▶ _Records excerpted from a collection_
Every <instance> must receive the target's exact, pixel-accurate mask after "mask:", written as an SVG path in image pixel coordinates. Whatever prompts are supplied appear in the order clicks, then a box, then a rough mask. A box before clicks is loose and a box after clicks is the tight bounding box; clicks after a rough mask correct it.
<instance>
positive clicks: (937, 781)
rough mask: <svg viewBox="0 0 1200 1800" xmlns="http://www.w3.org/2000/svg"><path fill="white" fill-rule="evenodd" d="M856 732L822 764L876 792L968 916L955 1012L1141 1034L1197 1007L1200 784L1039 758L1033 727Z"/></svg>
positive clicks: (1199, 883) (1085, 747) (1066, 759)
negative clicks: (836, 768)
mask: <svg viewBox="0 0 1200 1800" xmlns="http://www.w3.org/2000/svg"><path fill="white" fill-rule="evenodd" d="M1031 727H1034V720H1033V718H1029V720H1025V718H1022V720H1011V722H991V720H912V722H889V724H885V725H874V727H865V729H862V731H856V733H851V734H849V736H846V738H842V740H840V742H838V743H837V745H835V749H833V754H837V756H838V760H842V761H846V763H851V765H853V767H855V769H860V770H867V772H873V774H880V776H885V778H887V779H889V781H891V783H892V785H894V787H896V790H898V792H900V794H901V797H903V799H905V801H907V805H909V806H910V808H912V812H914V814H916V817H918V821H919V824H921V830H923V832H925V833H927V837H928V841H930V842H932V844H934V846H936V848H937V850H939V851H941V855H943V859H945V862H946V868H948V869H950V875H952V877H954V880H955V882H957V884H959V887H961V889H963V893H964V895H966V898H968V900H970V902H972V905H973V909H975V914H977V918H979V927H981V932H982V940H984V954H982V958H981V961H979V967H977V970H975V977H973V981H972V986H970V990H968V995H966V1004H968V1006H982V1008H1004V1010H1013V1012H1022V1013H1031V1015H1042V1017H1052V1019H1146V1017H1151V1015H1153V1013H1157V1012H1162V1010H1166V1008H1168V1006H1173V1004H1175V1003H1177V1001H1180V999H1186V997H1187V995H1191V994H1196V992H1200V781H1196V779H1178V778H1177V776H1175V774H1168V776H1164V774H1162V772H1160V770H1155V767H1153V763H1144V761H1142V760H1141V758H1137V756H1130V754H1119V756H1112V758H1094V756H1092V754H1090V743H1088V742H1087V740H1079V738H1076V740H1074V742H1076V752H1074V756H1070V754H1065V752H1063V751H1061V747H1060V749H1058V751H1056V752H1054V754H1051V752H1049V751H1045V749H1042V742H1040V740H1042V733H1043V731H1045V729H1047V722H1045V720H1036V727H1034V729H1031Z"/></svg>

▶ _Exercise instructions_
From the entries above, give again exactly the lines running from the line with "rough mask: <svg" to the line with "positive clicks: (1199, 883)"; include both of those lines.

▶ _Result for this task_
rough mask: <svg viewBox="0 0 1200 1800" xmlns="http://www.w3.org/2000/svg"><path fill="white" fill-rule="evenodd" d="M856 732L822 764L876 792L968 916L955 1012L1141 1034L1197 1007L1200 784L1039 758L1033 727Z"/></svg>
positive clicks: (1199, 883) (1085, 747) (1066, 759)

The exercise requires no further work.